### [Extracted records]
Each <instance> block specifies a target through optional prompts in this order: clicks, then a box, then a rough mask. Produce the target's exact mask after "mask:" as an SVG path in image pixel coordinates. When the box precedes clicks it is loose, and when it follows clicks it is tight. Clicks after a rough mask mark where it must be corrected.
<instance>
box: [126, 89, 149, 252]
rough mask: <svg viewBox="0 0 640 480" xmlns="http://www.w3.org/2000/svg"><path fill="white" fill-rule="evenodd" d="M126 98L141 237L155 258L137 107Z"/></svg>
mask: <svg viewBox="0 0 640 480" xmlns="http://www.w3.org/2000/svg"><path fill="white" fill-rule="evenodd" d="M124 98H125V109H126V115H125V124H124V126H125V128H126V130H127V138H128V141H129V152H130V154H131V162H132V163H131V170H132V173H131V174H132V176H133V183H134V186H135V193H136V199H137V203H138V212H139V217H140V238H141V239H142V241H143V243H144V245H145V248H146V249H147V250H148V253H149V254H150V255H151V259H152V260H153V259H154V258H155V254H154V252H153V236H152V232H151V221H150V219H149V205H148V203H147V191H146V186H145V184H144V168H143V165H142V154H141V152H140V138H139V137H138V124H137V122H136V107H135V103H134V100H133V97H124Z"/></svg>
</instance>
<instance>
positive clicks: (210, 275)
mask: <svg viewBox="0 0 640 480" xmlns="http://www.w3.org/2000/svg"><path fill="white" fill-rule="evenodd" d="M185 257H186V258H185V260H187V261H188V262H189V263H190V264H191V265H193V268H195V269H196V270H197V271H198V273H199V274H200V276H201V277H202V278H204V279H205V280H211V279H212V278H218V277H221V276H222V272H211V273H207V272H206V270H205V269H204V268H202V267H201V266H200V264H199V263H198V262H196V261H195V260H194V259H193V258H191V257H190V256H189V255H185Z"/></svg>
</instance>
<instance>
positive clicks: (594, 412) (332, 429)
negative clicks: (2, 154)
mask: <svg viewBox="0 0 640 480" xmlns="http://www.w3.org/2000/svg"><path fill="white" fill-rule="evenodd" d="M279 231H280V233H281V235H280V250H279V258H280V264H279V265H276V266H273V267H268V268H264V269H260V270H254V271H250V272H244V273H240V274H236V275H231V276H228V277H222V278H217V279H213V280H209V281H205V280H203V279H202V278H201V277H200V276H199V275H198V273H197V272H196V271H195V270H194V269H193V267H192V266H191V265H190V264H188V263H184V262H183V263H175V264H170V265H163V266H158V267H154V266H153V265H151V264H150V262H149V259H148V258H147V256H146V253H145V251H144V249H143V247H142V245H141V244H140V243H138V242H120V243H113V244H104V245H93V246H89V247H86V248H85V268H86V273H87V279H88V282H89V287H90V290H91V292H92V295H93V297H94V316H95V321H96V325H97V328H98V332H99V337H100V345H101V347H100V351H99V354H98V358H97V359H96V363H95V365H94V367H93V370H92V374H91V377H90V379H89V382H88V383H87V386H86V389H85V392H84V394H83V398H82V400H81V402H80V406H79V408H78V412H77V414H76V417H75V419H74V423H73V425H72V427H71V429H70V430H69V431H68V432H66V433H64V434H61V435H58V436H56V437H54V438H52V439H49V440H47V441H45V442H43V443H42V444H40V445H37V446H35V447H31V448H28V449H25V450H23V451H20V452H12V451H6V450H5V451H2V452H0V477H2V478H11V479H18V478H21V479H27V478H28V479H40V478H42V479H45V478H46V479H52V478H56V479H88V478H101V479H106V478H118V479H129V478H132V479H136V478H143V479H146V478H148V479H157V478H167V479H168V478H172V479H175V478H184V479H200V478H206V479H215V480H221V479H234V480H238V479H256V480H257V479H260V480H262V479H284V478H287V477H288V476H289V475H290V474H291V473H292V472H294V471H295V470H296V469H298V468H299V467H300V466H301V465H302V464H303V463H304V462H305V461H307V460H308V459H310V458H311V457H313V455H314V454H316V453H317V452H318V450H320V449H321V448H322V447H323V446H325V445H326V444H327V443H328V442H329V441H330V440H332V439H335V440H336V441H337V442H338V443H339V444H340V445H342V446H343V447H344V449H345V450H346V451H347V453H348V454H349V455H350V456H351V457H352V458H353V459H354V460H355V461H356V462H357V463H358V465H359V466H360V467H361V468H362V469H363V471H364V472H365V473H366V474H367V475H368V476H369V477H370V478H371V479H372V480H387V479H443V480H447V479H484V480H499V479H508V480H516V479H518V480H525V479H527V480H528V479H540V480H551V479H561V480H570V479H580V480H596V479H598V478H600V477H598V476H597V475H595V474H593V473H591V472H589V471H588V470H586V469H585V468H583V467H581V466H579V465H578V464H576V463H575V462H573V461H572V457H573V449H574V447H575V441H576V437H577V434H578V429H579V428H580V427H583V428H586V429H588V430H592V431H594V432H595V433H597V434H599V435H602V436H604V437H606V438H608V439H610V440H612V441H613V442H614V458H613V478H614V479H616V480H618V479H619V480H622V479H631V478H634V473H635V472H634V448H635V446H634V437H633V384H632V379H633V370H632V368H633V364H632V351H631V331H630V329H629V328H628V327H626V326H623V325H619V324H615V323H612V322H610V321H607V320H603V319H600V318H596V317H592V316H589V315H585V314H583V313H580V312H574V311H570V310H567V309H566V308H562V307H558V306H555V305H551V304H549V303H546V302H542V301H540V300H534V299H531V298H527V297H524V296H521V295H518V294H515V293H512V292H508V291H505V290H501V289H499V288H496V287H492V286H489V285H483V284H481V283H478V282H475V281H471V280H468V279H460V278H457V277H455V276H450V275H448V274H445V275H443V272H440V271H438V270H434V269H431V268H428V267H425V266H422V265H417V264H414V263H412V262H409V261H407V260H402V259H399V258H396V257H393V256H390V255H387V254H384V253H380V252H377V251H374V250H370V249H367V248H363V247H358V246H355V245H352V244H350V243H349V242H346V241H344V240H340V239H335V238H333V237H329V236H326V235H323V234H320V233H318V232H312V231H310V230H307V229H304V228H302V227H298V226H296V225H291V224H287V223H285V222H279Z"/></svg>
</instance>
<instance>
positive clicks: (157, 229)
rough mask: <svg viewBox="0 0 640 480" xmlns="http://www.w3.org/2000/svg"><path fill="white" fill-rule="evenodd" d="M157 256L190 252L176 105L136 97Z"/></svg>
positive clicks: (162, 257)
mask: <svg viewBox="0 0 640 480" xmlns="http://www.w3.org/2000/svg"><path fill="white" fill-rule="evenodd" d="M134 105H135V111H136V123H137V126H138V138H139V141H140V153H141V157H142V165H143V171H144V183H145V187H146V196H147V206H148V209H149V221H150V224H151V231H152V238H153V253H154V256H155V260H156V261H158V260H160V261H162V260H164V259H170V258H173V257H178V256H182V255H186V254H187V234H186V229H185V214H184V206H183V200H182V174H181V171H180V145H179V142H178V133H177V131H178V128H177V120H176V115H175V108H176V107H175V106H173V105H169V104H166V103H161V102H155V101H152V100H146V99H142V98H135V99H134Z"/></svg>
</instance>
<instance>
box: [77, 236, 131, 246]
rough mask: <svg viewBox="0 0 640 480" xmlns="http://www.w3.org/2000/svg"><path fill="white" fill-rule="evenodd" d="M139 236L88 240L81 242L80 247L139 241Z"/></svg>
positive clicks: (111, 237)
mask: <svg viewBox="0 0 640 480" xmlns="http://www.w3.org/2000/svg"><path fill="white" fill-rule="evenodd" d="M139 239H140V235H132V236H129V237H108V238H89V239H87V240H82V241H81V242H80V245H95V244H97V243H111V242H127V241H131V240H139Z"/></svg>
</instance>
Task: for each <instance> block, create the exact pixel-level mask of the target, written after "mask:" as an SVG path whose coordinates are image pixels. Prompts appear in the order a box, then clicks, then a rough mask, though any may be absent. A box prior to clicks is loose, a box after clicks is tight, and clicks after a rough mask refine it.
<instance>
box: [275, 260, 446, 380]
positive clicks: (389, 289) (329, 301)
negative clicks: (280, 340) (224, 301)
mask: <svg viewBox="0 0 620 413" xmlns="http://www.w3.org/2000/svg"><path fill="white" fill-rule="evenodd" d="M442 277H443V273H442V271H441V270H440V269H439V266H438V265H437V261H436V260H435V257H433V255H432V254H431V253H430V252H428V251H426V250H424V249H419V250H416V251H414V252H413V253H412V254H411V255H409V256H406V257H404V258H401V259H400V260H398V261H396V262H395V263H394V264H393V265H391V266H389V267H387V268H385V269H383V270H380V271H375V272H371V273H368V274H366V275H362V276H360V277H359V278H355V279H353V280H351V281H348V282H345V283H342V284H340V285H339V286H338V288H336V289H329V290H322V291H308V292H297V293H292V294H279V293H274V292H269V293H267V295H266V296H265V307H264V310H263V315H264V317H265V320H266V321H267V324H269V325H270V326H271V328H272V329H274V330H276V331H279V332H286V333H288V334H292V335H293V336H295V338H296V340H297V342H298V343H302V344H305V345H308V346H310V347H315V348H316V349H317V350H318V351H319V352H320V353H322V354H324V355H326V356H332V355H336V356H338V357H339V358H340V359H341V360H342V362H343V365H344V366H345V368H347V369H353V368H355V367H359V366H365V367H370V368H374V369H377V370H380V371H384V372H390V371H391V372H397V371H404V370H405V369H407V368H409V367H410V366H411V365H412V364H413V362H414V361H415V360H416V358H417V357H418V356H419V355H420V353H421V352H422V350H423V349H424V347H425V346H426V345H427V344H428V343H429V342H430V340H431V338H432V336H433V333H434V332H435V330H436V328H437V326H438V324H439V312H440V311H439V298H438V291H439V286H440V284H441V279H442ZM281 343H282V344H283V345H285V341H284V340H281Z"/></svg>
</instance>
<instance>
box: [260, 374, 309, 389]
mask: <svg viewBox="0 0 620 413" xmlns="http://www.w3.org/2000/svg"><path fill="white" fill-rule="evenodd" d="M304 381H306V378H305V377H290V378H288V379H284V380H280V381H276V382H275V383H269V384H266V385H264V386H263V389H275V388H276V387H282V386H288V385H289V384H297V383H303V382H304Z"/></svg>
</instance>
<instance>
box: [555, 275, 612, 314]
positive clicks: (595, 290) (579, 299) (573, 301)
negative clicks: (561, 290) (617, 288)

### [Task]
Retype the rows word for word, from the very first line through the line containing "box: [126, 89, 149, 252]", including both of those lines.

### [Problem solution]
Each <instance> block specifies a target through optional prompts in this order: clicks, then a box, then a rough mask. Produce the target's exact mask after "mask:" as an SVG path in image pixel coordinates. When the box precedes clicks it is loose, and when it follows clicks it is tight. Clicks after a rough mask mark where it must be corrected.
<instance>
box: [126, 89, 149, 252]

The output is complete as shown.